> **Trecho do texto**
'''

Um ano de sofrimento para a população de Barcarena, de 70 pequenas comunidades, algumas vizinhas das barragens da norueguesa Norks Hydro, a empresa responsável pelo lançamento, nos rios da região, de rejeitos minerais não tratados, por meio de dutos clandestinos. As chuvas do dia 17 de fevereiro de 2018 foram fortes, é verdade, mas elas apenas expuseram crimes ambientais que já vinham ocorrendo.
Laudos de cientistas sérios, do Instituto Evandro Chagas, e da Universidade Federal do Pará, comprovaram a contaminação de rios, igarapés e poços artesianos por cromo, bário, arsênio, soda cáustica e outras substâncias, inclusive cancerígenas.
E a própria direção da Hydro, por meio de seu presidente, Svein Richard Brandtzaeg, admitiu o crime ambiental. “Nós descartamos água de chuva e da superfície da refinaria não tratadas no rio Pará”, afirmou ele em comunicado emitido após notificação da Secretaria de Meio Ambiente e Sustentabilidade do Pará (Semas), que identificou ainda um terceiro ponto de despejo irregular.

'''

Repita fielmente a passagem do texto sobre a contaminação em Barcarena, de "Um ano de sofrimento" até "substâncias, inclusive cancerígenas.". Os dados não têm relação nenhuma com esta atividade.

> **Dados**
'''

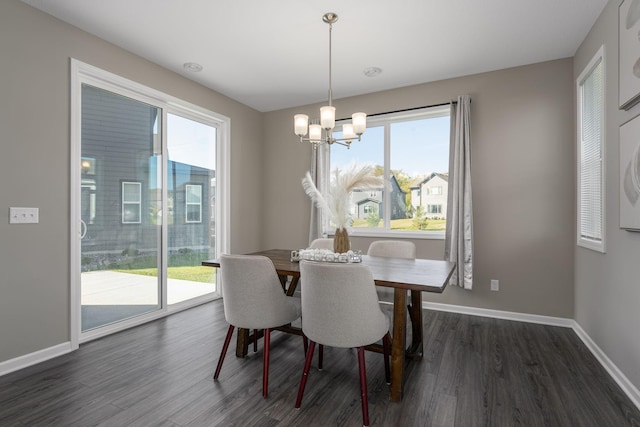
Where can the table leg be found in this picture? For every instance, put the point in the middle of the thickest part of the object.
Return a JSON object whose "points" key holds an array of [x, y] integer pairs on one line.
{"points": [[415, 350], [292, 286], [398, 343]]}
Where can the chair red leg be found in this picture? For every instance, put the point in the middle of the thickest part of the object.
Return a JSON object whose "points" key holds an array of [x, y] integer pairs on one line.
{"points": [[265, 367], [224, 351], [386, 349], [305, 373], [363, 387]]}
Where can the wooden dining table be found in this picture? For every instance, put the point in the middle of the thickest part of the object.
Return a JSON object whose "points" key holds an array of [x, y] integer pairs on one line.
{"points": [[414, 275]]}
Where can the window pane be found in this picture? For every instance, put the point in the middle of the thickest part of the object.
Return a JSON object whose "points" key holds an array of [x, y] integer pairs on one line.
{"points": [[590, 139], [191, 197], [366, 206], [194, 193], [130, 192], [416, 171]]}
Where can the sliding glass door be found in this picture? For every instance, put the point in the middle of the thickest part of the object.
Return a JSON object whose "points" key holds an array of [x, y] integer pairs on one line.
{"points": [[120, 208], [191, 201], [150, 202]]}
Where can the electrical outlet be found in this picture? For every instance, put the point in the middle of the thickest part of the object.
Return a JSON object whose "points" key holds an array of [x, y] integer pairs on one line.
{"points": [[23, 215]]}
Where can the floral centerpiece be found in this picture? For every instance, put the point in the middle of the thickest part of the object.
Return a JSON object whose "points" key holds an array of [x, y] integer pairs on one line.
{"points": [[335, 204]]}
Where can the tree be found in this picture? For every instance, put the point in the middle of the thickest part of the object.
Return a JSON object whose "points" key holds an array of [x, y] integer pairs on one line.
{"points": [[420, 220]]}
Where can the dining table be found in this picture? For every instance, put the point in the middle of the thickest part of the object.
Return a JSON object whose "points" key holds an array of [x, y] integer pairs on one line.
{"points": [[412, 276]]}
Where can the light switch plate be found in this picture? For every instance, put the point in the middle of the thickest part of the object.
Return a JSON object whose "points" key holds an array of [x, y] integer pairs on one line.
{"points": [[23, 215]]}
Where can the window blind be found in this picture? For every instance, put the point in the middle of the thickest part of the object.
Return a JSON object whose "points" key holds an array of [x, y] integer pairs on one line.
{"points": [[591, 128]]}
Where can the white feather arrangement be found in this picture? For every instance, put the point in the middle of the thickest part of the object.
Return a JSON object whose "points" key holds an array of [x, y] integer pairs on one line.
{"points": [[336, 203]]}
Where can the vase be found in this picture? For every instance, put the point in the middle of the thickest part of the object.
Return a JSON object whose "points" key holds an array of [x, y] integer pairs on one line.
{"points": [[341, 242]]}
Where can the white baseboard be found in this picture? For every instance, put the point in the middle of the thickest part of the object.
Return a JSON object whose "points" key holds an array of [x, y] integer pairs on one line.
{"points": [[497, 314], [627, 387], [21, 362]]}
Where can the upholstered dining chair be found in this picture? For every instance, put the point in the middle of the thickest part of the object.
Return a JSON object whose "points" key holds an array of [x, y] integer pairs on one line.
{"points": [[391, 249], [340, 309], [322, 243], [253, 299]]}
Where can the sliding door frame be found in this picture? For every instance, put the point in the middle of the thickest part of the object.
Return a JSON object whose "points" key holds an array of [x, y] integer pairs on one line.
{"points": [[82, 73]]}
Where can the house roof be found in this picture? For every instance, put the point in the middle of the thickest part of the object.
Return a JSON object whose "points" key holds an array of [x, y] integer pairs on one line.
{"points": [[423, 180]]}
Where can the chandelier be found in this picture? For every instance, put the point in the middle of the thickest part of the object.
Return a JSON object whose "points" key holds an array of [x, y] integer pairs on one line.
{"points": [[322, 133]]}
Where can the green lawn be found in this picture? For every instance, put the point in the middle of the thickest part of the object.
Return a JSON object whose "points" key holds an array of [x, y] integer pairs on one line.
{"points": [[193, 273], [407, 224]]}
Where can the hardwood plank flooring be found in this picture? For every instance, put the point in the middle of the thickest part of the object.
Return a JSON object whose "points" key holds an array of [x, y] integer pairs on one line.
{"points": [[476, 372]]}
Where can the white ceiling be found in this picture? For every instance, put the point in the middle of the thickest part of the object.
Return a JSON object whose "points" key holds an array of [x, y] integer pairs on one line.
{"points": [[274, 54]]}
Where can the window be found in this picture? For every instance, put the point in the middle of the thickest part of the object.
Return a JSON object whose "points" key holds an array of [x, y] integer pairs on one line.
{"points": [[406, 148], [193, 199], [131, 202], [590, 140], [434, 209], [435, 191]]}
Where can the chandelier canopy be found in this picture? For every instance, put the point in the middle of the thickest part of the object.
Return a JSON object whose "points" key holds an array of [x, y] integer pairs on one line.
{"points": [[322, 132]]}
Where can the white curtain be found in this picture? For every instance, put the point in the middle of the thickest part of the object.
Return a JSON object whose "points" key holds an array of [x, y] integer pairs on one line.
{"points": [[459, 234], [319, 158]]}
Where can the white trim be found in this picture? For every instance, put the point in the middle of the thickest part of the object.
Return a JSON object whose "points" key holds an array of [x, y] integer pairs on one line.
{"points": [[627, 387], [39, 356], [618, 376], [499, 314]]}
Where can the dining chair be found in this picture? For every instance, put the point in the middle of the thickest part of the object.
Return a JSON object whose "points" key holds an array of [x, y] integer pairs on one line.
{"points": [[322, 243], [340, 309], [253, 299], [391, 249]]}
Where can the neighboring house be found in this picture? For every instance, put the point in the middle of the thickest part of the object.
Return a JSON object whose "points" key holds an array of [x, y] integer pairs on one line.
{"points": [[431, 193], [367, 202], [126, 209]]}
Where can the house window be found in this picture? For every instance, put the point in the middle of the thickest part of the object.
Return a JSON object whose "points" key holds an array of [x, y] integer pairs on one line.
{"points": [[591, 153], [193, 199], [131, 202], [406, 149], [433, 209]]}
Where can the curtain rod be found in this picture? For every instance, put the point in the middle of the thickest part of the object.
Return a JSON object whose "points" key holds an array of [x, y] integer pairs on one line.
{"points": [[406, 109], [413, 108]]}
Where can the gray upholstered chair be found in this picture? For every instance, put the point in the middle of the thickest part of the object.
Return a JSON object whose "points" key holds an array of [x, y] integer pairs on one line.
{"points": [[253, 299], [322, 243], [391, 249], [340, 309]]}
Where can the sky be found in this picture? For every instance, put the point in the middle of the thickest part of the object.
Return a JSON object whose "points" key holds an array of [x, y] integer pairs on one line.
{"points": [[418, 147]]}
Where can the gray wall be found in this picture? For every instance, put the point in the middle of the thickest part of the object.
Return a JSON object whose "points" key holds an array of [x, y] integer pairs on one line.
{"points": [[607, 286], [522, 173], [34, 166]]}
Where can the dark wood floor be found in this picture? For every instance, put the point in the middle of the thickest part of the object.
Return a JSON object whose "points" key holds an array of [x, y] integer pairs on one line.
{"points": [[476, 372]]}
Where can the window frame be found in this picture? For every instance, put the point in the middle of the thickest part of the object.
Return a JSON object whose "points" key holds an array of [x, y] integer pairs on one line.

'''

> **Resposta da tarefa**
Um ano de sofrimento para a população de Barcarena, de 70 pequenas comunidades, algumas vizinhas das barragens da norueguesa Norks Hydro, a empresa responsável pelo lançamento, nos rios da região, de rejeitos minerais não tratados, por meio de dutos clandestinos. As chuvas do dia 17 de fevereiro de 2018 foram fortes, é verdade, mas elas apenas expuseram crimes ambientais que já vinham ocorrendo.
Laudos de cientistas sérios, do Instituto Evandro Chagas, e da Universidade Federal do Pará, comprovaram a contaminação de rios, igarapés e poços artesianos por cromo, bário, arsênio, soda cáustica e outras substâncias, inclusive cancerígenas.